━━━ DATA SECTION
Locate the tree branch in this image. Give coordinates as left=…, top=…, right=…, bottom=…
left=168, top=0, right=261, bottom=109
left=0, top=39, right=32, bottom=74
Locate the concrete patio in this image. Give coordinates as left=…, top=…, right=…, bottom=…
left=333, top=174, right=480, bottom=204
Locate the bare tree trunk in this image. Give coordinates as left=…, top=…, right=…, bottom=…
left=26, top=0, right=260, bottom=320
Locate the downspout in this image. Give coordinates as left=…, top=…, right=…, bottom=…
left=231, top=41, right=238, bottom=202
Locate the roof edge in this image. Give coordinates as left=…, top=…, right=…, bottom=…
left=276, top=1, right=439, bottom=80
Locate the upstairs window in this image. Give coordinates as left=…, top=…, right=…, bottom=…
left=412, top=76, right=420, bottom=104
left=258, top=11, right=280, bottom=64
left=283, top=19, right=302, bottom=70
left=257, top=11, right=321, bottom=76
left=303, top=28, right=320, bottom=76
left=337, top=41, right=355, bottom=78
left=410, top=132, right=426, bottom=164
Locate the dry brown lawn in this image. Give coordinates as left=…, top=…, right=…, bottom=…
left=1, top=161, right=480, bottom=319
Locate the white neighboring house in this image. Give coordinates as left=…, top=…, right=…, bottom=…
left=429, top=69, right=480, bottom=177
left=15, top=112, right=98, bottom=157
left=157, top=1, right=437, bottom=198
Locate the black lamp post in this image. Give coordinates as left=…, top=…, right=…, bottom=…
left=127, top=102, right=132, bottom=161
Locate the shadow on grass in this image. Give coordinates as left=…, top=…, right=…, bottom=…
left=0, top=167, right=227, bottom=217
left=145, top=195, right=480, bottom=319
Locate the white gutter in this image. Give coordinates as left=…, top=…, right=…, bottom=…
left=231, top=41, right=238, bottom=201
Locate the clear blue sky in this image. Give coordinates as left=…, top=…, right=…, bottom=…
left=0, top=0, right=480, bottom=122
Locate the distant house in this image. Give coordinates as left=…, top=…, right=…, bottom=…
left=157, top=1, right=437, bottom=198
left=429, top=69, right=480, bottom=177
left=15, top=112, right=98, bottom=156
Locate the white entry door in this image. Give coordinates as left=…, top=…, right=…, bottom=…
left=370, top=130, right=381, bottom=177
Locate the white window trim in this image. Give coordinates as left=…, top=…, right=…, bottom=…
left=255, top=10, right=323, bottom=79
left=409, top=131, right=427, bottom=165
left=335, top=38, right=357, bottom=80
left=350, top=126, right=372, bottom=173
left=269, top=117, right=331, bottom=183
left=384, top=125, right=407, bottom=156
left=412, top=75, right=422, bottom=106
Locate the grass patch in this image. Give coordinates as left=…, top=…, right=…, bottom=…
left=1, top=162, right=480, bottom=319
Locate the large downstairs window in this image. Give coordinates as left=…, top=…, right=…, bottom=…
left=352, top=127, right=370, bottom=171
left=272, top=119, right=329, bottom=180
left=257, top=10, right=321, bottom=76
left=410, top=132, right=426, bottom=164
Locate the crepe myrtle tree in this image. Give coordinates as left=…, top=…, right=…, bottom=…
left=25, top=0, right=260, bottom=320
━━━━━━
━━━ DATA SECTION
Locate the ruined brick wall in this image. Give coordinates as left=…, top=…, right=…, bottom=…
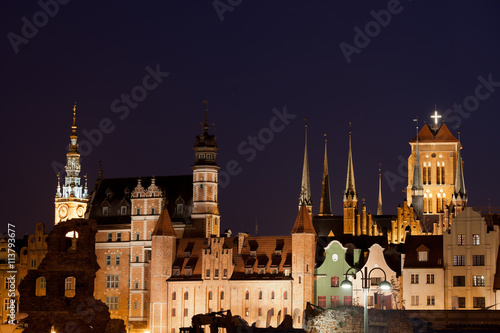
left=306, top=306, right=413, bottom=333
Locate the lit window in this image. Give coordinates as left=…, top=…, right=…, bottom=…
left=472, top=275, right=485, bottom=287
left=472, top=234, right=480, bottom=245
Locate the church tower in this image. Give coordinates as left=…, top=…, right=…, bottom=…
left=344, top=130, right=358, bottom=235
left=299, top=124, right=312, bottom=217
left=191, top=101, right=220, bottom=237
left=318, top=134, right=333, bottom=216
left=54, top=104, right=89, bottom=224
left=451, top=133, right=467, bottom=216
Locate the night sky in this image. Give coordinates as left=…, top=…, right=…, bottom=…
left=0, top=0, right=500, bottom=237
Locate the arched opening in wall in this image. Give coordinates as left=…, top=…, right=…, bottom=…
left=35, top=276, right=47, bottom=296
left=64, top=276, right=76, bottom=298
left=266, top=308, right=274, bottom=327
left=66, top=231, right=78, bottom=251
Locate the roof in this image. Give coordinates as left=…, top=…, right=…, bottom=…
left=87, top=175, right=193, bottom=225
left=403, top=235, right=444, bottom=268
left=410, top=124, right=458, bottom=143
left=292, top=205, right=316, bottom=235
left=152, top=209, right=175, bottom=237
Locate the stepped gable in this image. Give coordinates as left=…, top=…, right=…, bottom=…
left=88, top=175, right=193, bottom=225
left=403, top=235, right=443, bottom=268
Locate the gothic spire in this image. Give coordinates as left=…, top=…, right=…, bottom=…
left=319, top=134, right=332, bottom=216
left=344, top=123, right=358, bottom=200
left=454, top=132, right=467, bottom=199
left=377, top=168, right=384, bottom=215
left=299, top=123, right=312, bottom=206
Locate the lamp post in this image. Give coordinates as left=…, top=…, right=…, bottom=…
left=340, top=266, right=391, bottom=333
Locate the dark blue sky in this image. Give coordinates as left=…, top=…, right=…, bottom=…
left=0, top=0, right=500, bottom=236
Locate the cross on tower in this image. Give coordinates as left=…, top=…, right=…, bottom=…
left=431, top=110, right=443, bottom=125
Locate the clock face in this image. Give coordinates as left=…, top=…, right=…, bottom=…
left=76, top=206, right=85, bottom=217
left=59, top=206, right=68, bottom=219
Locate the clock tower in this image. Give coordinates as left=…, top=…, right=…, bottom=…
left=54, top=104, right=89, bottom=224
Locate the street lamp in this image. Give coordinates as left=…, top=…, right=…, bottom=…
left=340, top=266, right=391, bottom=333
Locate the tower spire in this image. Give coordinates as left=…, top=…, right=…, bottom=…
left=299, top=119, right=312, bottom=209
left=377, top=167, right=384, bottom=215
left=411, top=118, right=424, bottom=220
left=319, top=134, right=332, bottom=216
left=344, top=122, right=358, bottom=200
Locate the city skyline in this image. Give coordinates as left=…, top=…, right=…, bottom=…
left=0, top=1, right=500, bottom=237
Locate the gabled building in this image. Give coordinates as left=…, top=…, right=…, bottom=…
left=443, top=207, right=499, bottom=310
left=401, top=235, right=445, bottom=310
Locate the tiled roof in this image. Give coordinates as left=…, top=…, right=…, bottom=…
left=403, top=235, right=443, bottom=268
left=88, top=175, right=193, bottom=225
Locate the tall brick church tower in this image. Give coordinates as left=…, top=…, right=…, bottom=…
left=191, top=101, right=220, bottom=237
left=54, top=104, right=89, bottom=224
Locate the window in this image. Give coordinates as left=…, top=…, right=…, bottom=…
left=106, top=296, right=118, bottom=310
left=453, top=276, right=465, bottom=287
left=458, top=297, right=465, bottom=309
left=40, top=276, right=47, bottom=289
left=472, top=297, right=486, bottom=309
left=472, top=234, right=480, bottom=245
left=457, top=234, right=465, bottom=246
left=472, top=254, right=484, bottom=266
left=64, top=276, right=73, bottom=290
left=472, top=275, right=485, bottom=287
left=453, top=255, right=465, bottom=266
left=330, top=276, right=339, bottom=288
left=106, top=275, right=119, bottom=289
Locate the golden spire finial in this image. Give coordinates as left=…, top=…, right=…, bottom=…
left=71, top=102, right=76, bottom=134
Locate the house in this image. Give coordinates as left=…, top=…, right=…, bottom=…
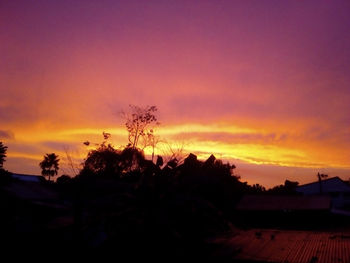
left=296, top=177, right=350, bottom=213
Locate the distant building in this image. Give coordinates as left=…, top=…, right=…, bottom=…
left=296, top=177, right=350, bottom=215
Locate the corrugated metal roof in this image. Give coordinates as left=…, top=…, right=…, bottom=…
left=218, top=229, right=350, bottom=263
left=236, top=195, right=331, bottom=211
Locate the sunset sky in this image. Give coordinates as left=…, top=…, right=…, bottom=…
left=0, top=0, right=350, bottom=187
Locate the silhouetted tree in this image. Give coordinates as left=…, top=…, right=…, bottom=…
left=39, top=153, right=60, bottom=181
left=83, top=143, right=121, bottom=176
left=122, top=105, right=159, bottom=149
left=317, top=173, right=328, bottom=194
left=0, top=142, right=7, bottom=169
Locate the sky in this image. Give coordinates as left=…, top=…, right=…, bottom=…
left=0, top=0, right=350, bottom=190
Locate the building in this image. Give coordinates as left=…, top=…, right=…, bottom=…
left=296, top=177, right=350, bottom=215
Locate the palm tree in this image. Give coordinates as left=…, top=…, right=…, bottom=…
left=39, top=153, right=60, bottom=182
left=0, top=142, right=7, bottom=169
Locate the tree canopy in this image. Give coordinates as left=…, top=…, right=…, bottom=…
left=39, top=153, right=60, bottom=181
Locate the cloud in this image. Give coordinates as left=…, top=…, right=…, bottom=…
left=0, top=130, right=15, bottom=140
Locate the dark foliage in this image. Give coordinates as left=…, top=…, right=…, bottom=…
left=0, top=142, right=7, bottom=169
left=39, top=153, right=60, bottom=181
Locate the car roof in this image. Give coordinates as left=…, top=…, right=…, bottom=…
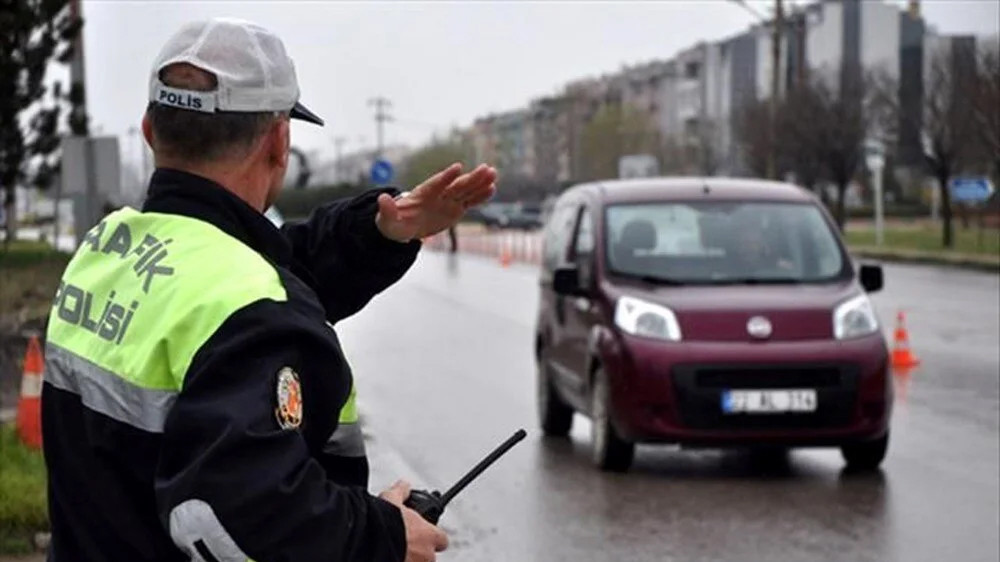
━━━━━━
STATED PROBLEM: Report every line in the entries above that holds the word "building", copying each one in full.

WRITTEN ANSWER:
Locate the gabled building in this image. Give coordinates as left=…, top=…, right=…, bottom=…
Locate the distant building in this image. Give coordinates as left=…, top=…, right=…, bottom=…
Locate the building in this image. Give coordinates as left=…, top=…, right=…, bottom=…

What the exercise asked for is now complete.